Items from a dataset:
● ● ●
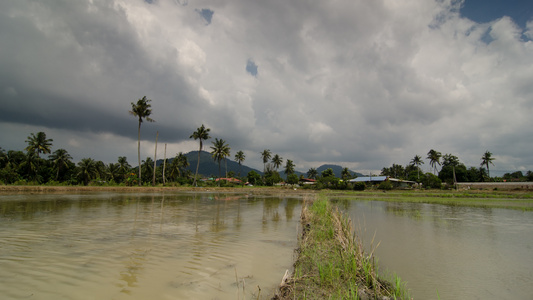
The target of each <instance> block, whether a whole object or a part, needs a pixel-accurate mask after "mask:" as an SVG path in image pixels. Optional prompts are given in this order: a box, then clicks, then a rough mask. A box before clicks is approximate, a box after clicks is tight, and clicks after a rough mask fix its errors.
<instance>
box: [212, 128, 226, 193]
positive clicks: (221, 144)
mask: <svg viewBox="0 0 533 300" xmlns="http://www.w3.org/2000/svg"><path fill="white" fill-rule="evenodd" d="M211 149H212V150H213V151H211V156H212V157H213V159H214V160H215V161H217V162H218V185H219V186H220V161H221V160H223V159H225V158H226V157H228V156H229V151H230V147H229V146H228V144H226V141H224V140H223V139H218V138H215V141H214V142H213V146H211Z"/></svg>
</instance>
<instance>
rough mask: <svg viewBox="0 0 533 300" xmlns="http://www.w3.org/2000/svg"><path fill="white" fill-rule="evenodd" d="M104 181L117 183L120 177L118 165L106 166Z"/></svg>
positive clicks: (119, 170)
mask: <svg viewBox="0 0 533 300" xmlns="http://www.w3.org/2000/svg"><path fill="white" fill-rule="evenodd" d="M105 173H106V179H108V180H113V181H114V182H117V181H118V179H119V178H120V177H121V176H120V165H119V164H118V163H109V164H108V165H107V166H106V170H105Z"/></svg>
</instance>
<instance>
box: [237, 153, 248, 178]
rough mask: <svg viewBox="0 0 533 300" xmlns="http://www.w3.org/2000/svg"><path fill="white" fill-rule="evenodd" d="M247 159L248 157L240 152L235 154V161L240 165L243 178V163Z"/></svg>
mask: <svg viewBox="0 0 533 300" xmlns="http://www.w3.org/2000/svg"><path fill="white" fill-rule="evenodd" d="M245 158H246V155H244V152H242V151H238V152H237V154H235V161H236V162H238V163H239V177H241V169H242V162H243V161H244V159H245Z"/></svg>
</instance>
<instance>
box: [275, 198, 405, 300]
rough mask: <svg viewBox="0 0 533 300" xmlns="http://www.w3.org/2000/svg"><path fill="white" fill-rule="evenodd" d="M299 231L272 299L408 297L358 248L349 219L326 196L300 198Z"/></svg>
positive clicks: (372, 256)
mask: <svg viewBox="0 0 533 300" xmlns="http://www.w3.org/2000/svg"><path fill="white" fill-rule="evenodd" d="M301 222H302V232H301V236H300V238H299V241H298V245H299V247H298V249H297V255H298V257H297V259H296V262H295V263H294V270H293V272H292V274H290V275H289V274H286V276H284V278H283V279H282V282H281V285H280V288H279V291H278V293H277V295H276V296H275V297H274V298H273V299H278V300H289V299H363V300H365V299H407V298H408V295H407V293H406V291H405V289H404V285H403V284H402V283H401V282H400V280H399V278H395V283H394V284H392V283H390V282H388V281H386V280H384V279H383V278H381V277H380V276H379V274H378V273H377V267H376V265H375V264H374V257H373V253H370V254H367V253H365V252H364V250H363V246H362V244H361V241H360V240H359V239H358V238H357V236H356V235H355V234H354V228H353V226H352V222H351V220H350V219H349V218H347V217H345V216H343V215H342V214H341V213H340V212H339V211H338V210H337V209H336V208H333V206H332V205H331V204H330V202H329V201H328V199H327V198H326V197H325V196H320V197H319V199H318V200H316V201H314V202H313V203H305V205H304V207H303V210H302V215H301Z"/></svg>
● ● ●
Task brief: Your answer must be an exact copy of the records, with no pictures in it.

Task result:
The target of each <instance> block, whether a whole object or a part, needs a pixel-accurate mask after "mask:" as an SVG path in image pixels. Optional prompts are given in this order: a box, then clicks, then a rough mask. A box before clicks is approximate, a box after clicks is tight, and clicks after a rough mask fix its errors.
<instance>
box: [212, 128, 226, 193]
positive clicks: (221, 144)
mask: <svg viewBox="0 0 533 300" xmlns="http://www.w3.org/2000/svg"><path fill="white" fill-rule="evenodd" d="M211 149H212V150H213V151H211V156H212V157H213V159H214V160H215V161H217V162H218V185H219V186H220V161H221V160H223V159H225V158H226V157H228V156H229V151H230V147H229V146H228V144H226V141H224V140H223V139H218V138H215V141H214V142H213V146H211Z"/></svg>
</instance>
<instance>
rough mask: <svg viewBox="0 0 533 300" xmlns="http://www.w3.org/2000/svg"><path fill="white" fill-rule="evenodd" d="M104 181L117 183L120 177L118 165L106 166Z"/></svg>
positive clicks: (119, 170)
mask: <svg viewBox="0 0 533 300" xmlns="http://www.w3.org/2000/svg"><path fill="white" fill-rule="evenodd" d="M105 173H106V179H108V180H113V181H114V182H117V181H118V179H119V178H120V177H121V176H120V165H119V164H118V163H109V164H108V165H107V166H106V170H105Z"/></svg>
</instance>
<instance>
box: [237, 153, 248, 178]
rough mask: <svg viewBox="0 0 533 300" xmlns="http://www.w3.org/2000/svg"><path fill="white" fill-rule="evenodd" d="M247 159L248 157L240 152L235 154V161L240 165L243 178V163Z"/></svg>
mask: <svg viewBox="0 0 533 300" xmlns="http://www.w3.org/2000/svg"><path fill="white" fill-rule="evenodd" d="M245 158H246V155H244V152H242V151H238V152H237V154H235V161H236V162H238V163H239V177H241V169H242V162H243V161H244V159H245Z"/></svg>
</instance>
<instance>
box: [275, 198, 405, 300]
rough mask: <svg viewBox="0 0 533 300" xmlns="http://www.w3.org/2000/svg"><path fill="white" fill-rule="evenodd" d="M299 231L272 299L408 297L358 248L349 219L326 196L300 198Z"/></svg>
positive clicks: (372, 256)
mask: <svg viewBox="0 0 533 300" xmlns="http://www.w3.org/2000/svg"><path fill="white" fill-rule="evenodd" d="M301 222H302V232H301V236H300V238H299V241H298V245H299V247H298V249H297V255H298V257H297V259H296V262H295V263H294V270H293V272H292V274H290V275H289V274H286V276H284V278H283V279H282V282H281V285H280V288H279V291H278V293H277V295H276V296H275V297H274V298H273V299H278V300H289V299H363V300H365V299H407V298H408V295H407V293H406V291H405V289H404V285H403V284H402V283H401V282H400V280H399V278H395V283H394V284H392V283H390V282H388V281H386V280H384V279H383V278H381V277H380V276H379V274H378V273H377V267H376V265H375V264H374V257H373V253H370V254H367V253H365V252H364V250H363V246H362V244H361V241H360V240H359V239H358V238H357V236H356V235H355V234H354V228H353V226H352V222H351V220H350V219H349V218H347V217H345V216H343V215H342V214H341V213H340V212H339V211H338V210H337V209H336V208H333V206H332V205H331V204H330V202H329V201H328V199H327V198H326V197H325V196H320V197H319V199H318V200H316V201H314V202H313V203H305V205H304V207H303V210H302V215H301Z"/></svg>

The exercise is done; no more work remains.